#### [Reading text]
▬▬▬
Discussion Questions
1. In the opening scene, Adrienne decides to tell her daughter about a story from her past about Paul Flanner, a relationship that had obviously ended. Did you realize that he had died, or did you think that the relationship had ended differently? How would the novel have been different had the author decided not to let the reader know the ending in advance? Could the story have been told in another way, as simply a remembrance for instance, and still had the same impact?

2. Amanda lost her husband to cancer, and Adrienne lost Paul to an accident. Adrienne also lost her husband to a younger woman. Yet Adrienne found a way to heal, despite her losses, while Amanda has not. Is this difference a function of age and maturity, or simply the passage of time? If its both, do you believe that Amanda will eventually fall in love again? Is that important to her? What other lessons did she draw from her mother's story?
▬▬▬
#### [Exercise directions]
Please copy everything in the passage about Adrienne and Amanda from "2. Amanda lost" down to "her mother's story?", word for word. The records that come next have no connection to the passage about Adrienne and Amanda.

#### [The data]
▬▬▬
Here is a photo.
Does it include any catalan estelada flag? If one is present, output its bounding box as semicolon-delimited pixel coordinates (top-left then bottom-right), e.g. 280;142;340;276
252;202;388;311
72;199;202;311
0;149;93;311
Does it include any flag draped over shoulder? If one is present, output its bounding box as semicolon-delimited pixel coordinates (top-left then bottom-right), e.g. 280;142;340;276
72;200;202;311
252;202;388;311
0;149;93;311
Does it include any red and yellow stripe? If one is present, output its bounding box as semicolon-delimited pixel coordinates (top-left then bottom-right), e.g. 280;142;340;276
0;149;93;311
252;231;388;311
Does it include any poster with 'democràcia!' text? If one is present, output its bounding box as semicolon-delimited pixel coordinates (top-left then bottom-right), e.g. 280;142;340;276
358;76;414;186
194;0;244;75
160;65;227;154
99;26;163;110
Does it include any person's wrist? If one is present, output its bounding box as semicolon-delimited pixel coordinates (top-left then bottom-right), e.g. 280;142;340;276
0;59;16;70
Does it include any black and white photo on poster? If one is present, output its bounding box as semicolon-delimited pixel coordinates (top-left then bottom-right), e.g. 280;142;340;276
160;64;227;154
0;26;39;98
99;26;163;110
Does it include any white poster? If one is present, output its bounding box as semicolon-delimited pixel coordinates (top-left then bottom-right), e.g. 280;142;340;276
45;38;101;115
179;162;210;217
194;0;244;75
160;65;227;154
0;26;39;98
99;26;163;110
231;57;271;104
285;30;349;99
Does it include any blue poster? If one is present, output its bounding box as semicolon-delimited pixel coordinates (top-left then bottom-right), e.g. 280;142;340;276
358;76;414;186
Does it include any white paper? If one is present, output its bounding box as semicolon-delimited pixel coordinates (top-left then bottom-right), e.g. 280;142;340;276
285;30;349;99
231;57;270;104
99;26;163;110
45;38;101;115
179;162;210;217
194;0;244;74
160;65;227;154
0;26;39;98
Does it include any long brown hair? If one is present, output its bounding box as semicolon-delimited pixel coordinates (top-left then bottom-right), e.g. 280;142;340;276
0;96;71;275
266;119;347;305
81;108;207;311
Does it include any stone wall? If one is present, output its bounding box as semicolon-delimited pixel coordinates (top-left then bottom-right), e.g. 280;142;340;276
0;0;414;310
▬▬▬
#### [Answer for the task]
2. Amanda lost her husband to cancer, and Adrienne lost Paul to an accident. Adrienne also lost her husband to a younger woman. Yet Adrienne found a way to heal, despite her losses, while Amanda has not. Is this difference a function of age and maturity, or simply the passage of time? If its both, do you believe that Amanda will eventually fall in love again? Is that important to her? What other lessons did she draw from her mother's story?